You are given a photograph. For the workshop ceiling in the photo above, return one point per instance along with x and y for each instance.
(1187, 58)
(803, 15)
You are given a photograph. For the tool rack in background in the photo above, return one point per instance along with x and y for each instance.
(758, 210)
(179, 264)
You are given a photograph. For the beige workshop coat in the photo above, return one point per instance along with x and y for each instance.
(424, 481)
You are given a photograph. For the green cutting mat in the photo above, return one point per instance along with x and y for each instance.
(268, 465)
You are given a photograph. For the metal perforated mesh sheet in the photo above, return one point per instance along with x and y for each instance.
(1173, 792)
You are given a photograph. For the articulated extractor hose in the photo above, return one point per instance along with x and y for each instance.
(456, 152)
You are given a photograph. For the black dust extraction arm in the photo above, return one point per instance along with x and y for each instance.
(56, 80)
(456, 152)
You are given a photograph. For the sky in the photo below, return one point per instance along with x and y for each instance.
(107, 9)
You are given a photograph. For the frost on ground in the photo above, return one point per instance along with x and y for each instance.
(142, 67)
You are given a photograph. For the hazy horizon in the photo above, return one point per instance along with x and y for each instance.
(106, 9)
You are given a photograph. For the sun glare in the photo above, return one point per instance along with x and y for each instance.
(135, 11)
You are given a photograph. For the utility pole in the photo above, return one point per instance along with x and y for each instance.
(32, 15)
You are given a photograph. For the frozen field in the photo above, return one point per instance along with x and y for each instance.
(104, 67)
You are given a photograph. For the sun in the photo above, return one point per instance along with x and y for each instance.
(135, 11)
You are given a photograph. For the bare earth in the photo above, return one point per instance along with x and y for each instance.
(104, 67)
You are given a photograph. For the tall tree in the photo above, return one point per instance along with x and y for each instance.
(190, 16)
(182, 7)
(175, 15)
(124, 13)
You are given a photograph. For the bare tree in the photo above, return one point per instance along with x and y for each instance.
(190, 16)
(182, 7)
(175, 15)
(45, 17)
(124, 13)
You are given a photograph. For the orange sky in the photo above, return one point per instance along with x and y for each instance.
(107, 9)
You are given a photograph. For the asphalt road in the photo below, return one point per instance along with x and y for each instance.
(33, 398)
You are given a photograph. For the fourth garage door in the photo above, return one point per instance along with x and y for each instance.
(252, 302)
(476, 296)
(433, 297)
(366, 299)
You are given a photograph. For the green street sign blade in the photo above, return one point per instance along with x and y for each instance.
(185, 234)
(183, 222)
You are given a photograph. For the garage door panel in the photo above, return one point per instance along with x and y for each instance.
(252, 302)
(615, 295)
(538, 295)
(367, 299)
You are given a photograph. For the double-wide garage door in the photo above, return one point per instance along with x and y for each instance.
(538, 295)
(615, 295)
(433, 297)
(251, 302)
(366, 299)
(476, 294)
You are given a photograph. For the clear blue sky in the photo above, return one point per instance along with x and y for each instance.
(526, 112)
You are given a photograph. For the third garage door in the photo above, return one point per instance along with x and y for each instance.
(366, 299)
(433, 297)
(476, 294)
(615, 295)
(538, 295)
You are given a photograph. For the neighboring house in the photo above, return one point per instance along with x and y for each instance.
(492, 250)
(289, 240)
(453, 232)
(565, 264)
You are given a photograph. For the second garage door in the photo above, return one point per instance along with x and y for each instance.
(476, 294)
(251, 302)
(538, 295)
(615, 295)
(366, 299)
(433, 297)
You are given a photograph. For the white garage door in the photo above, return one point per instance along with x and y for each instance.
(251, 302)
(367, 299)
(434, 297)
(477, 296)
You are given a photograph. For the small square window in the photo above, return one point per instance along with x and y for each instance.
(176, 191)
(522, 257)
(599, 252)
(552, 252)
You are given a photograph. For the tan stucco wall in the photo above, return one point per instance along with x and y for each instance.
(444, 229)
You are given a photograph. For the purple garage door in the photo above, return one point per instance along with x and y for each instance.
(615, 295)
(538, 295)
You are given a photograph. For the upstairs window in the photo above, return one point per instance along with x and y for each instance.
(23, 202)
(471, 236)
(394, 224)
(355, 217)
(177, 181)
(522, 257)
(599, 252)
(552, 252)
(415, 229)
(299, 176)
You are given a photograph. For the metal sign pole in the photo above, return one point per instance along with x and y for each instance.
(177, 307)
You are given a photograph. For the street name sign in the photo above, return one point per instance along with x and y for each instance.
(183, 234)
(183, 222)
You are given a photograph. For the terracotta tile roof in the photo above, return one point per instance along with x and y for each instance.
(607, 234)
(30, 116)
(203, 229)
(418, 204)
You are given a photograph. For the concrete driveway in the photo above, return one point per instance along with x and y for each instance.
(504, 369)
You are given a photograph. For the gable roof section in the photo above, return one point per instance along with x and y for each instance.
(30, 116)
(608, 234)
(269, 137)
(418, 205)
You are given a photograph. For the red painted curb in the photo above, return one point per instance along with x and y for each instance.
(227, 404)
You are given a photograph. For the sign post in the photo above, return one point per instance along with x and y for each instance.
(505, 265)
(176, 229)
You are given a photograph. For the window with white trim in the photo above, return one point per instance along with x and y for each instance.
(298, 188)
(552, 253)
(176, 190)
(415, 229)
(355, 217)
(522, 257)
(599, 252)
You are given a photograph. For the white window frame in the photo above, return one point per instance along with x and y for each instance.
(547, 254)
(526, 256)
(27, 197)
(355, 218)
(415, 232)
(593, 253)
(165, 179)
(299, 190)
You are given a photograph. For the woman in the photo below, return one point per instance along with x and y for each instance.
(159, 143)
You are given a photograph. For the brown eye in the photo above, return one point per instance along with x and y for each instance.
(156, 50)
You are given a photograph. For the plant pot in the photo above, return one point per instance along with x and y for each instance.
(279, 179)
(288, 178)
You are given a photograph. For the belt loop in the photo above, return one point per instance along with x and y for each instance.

——————————

▸ **TASK DIRECTIONS**
Print every record above exactly as written.

▸ **EXERCISE SOLUTION**
You are given a photograph. For the workshop ceiling in the photo above, return one point per instance along with x and y for each instance.
(1187, 58)
(803, 15)
You are given a photograph. For the tool rack in background in the photo above, return one point per instance along with x and y for each instance.
(758, 210)
(179, 264)
You are given a photograph. For the beige workshop coat in the photo above, return one point per instance along with x and y for each instance.
(424, 481)
You are given a photograph. For the green cutting mat in the photo above, return one point per instance along with x and y for each instance.
(268, 465)
You are given a photograph. For the metal perforated mesh sheet in the photo above, return one point per instance along with x and y for each instance.
(1173, 792)
You are given a photograph. For the articulated extractor hose in the photo above, return one point per instance along with x and y for each instance.
(456, 152)
You are given a photograph. For the black dust extraction arm in the photo above, return one point per instance along with x and y for each instance.
(56, 80)
(456, 152)
You are given a photograph. For the sky in the photo below, return one point per instance along with x and y for each instance.
(107, 9)
You are given a photograph. For the frost on ground in the photo above, return one point per instance along with x and y for each instance.
(142, 67)
You are given a photograph. For the hazy horizon in the photo above, return one point per instance along with x and y for each instance.
(106, 9)
You are given a photograph. For the sun glare in the photo above, return one point per instance along with x and y for each instance.
(135, 11)
You are given a photograph. For the utility pole in the photo above, return one point per instance along with x and y for each instance.
(32, 15)
You are given a photograph. For the frozen field in the photo above, return one point per instance along with x and y for each instance.
(104, 67)
You are given a photograph. For the sun in the photo above, return one point per instance along with x and y for each instance.
(135, 11)
You are given a photograph. For the bare earth in the photo above, return one point per instance along with x and y for each instance.
(104, 67)
You are given a photograph. For the tall tree in the photo above, return one point per instance along with x and y for each instance.
(190, 16)
(182, 7)
(175, 15)
(124, 13)
You are given a photograph. For the bare tree in the photo above, return one point per instance along with x and y for each instance.
(190, 16)
(182, 7)
(175, 15)
(45, 17)
(124, 13)
You are given a photograph. For the orange sky in the photo above, return one point per instance along with x and y for each instance.
(107, 9)
You are given a photograph. For the asphalt road in the photo below, return one point per instance along with x and y for each instance.
(33, 398)
You are given a photograph. For the fourth garage door in the photo above, return one point per instance along with x and y for each instance.
(252, 302)
(476, 296)
(433, 297)
(366, 299)
You are given a photograph. For the green street sign blade in the photo above, return one point per instance along with x and y for each instance.
(185, 234)
(183, 222)
You are given a photograph. For the garage door panel in the photo above, return one point per instance along with x and y for each instance.
(252, 302)
(615, 295)
(538, 295)
(367, 299)
You are given a photograph. For the double-wide garage door in the photo above, return one point per instance along with x and y for each instance.
(538, 295)
(615, 295)
(433, 297)
(251, 302)
(366, 299)
(476, 294)
You are given a photograph. For the clear blue sky in the photo above, return one point per instance along with x and y for each instance.
(526, 112)
You are given a photograph. For the third garage door in the photo above, return one point per instance along with x and y for each instance.
(366, 299)
(433, 297)
(476, 294)
(615, 295)
(538, 295)
You are given a photograph. For the neighboring house in the photo above, return one point per instance along with x and y for each instance.
(492, 250)
(289, 240)
(453, 232)
(565, 264)
You are given a photograph. For the second garage door in the photo above, return one point per instance along with x and y for each instance.
(476, 294)
(251, 302)
(538, 295)
(615, 295)
(366, 299)
(433, 297)
You are given a photograph. For the white garage door in the photo above, return one point per instance along with x and y for each instance.
(251, 302)
(367, 299)
(434, 297)
(477, 296)
You are given a photograph. For the small square window in the photo above, return one point per instance along with x and y for each instance.
(176, 191)
(522, 257)
(599, 252)
(552, 252)
You are given a photograph. For the tan stucco wall in the photo above, return one point per instance along with x and y for each instance.
(444, 229)
You are given a photograph. For the purple garage door in the photo above, return one point per instance along with x and y for each instance.
(615, 295)
(538, 295)
You are given a photograph. For the upstairs window in the photo above, return one point per instance along with x and y for each instance.
(23, 202)
(471, 236)
(394, 224)
(355, 217)
(177, 181)
(522, 257)
(599, 252)
(552, 252)
(415, 229)
(299, 176)
You are given a photograph. For the metal sign pole in the photo above, return one point per instance along with x and y for each instance.
(177, 307)
You are given a photograph. For the street name sign in the photo above, return one point per instance along with x and y for each instance.
(183, 234)
(183, 222)
You are given a photograph. For the terracotta tile roof in the photo above, return one point per instance along with x and y for each instance.
(607, 234)
(30, 116)
(203, 229)
(418, 204)
You are given a photograph. For the concrete driveway in the photo above, return one point per instance along with x and y for each instance.
(504, 369)
You are given a photograph. For the gable roof section in the photo above, return one point per instance along with x and y for each instance.
(30, 116)
(608, 234)
(269, 137)
(418, 205)
You are given a photograph. For the red painted curb in the photo above, return one point per instance along with x and y for each instance.
(227, 404)
You are given a photograph. For the sign post in the photo above, return one point per instance along with x and y for each instance.
(505, 265)
(176, 229)
You are given a photograph. For the window with white trim in the photo above, return one point per instance along with x and y for each instance.
(298, 188)
(552, 253)
(176, 190)
(415, 229)
(355, 217)
(522, 257)
(599, 252)
You are given a photograph. For the white window frame in the photo above, return one point per instance along with x and y for each instance.
(547, 254)
(526, 256)
(27, 197)
(355, 218)
(415, 232)
(593, 253)
(165, 179)
(299, 190)
You are given a photograph. For the woman in the photo below, return one point per instance along with x and y for each instance.
(159, 143)
You are given a photograph. For the brown eye in the photo above, return one point per instance along with x and y for each instance.
(156, 50)
You are given a photograph. For the plant pot in the photo above, return one point per instance along with x and y for each instance.
(279, 179)
(288, 178)
You are given a photograph. For the belt loop in the photo above, return one point per instance along with x and y for each instance.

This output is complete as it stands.